:: TASK DIRECTIONS ::
Each line of the entries below that holds "grass" is needed, copied in full.
================
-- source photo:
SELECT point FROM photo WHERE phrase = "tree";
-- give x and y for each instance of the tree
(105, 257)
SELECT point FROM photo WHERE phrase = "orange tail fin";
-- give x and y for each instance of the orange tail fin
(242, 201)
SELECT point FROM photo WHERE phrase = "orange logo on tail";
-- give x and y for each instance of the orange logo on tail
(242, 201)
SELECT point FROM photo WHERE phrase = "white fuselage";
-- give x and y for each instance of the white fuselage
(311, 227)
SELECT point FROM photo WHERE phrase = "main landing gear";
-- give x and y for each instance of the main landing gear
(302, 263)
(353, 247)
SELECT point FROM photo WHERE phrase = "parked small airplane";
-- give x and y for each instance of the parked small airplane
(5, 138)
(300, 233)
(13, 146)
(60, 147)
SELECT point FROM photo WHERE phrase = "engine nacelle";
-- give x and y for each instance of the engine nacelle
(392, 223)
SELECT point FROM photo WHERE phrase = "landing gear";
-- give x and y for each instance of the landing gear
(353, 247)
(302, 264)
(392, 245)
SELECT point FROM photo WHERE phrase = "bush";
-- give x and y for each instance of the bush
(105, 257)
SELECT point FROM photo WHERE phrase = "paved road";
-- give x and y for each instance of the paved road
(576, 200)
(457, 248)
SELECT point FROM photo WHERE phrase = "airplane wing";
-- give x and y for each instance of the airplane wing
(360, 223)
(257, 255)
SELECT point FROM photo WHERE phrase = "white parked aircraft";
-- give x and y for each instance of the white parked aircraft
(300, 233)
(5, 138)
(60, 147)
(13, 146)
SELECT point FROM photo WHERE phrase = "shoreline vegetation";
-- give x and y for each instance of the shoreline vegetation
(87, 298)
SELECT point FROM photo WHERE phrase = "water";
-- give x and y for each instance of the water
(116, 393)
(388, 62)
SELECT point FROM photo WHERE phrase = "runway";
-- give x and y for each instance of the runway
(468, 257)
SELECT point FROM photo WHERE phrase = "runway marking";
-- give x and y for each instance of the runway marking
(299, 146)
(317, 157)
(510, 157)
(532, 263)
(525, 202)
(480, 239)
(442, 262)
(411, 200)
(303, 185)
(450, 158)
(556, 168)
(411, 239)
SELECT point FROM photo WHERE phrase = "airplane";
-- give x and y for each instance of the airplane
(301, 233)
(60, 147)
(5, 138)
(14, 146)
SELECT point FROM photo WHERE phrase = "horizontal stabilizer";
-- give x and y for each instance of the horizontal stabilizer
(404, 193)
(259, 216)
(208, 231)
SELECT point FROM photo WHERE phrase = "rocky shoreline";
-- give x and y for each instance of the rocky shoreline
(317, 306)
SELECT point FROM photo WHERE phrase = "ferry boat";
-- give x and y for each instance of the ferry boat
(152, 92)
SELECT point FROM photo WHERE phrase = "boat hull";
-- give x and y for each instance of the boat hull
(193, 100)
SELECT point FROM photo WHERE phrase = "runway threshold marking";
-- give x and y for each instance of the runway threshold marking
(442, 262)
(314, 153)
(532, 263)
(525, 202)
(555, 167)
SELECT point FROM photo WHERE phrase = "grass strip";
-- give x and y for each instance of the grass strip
================
:: ANSWER BOX ::
SELECT point FROM photo WHERE phrase = "grass strip";
-- give x and y for each instance of the grass strip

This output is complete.